--- Verilen metin ---
Gamze ŞİMŞEK – MERSİN MERCEK / Özel eğitim sektöründe yaşanan sorunlara ve hak gasplarına karşı mücadele eden öğretmenler, 30 Ağustos’ta Ankara’da bir araya gelerek ses yükseltecek.
Özel sektör öğretmenleri, düşük ücretlerle, yoğun mesai, mobbing ile uğraşırken gittikçe derinleşen ekonomik kriz ile artık geçinemiyor. Güvencesiz çalıştırılmaya mahkum edilen öğretmenler sorunlarını dile getirmek için alanlara iniyor.
Türkiye’deki öğretmen atamalarının yetersizliğiyle özel okullar ve kurs merkezlerinde kısa süreli sözleşmelerle, esnek çalışma saatleri, asgari ücretin altındaki düşük ücretler ve mobbingle güvencesiz çalıştırılmaya mahkum edilen öğretmenler, derinleşen ekonomik kriz karşısında ayakta durmakta zorlanıyor. Sektörde yaşanan sorunlara ve hak gasplarına karşı mücadele eden öğretmenler, 30 Ağustos’ta Ankara’da bir araya gelerek ses yükseltecek.

--- Verilen görev A ---
Aşağıdaki listede "Task: point to every instance of the man" ifadesini içeren satırdan listenin sonuna kadar uzanan bölümü yeniden yazın. Bu bölümde "microphone" yerine "handheld microphone" koyun ve başka hiçbir şeyi değiştirmeyin.

(Kaynak veriler)
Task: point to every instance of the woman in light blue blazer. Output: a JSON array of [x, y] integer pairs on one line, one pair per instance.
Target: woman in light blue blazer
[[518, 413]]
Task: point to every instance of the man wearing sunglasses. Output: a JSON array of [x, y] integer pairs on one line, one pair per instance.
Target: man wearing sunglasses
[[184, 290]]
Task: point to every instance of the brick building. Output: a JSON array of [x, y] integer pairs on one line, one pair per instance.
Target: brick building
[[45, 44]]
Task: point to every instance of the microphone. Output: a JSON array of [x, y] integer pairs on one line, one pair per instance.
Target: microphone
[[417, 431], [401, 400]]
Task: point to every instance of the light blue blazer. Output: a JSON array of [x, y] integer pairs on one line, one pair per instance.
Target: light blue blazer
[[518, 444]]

--- Verilen görev B ---
Yukarıdaki özel sektör öğretmenleri hakkındaki habere göre aşağıdaki ifadeler doğru mu? Her biri için evet ya da hayır deyin ve kararı belirleyen sözcükleri haberden aynen alıntılayın.
(i) Öğretmenler 30 Ağustos’ta Ankara’da bir araya gelecek.
(ii) Öğretmenler asgari ücretin üzerinde ücret alıyor.
(iii) Öğretmenler uzun süreli sözleşmelerle çalıştırılıyor.

--- Alıştırma çıktısı A ---
Task: point to every instance of the man wearing sunglasses. Output: a JSON array of [x, y] integer pairs on one line, one pair per instance.
Target: man wearing sunglasses
[[184, 290]]
Task: point to every instance of the brick building. Output: a JSON array of [x, y] integer pairs on one line, one pair per instance.
Target: brick building
[[45, 44]]
Task: point to every instance of the handheld microphone. Output: a JSON array of [x, y] integer pairs on one line, one pair per instance.
Target: handheld microphone
[[417, 431], [401, 400]]
Task: point to every instance of the light blue blazer. Output: a JSON array of [x, y] integer pairs on one line, one pair per instance.
Target: light blue blazer
[[518, 444]]

--- Alıştırma çıktısı B ---
(i) Evet: "30 Ağustos’ta Ankara’da bir araya gelerek ses yükseltecek"
(ii) Hayır: "asgari ücretin altındaki düşük ücretler"
(iii) Hayır: "kısa süreli sözleşmelerle"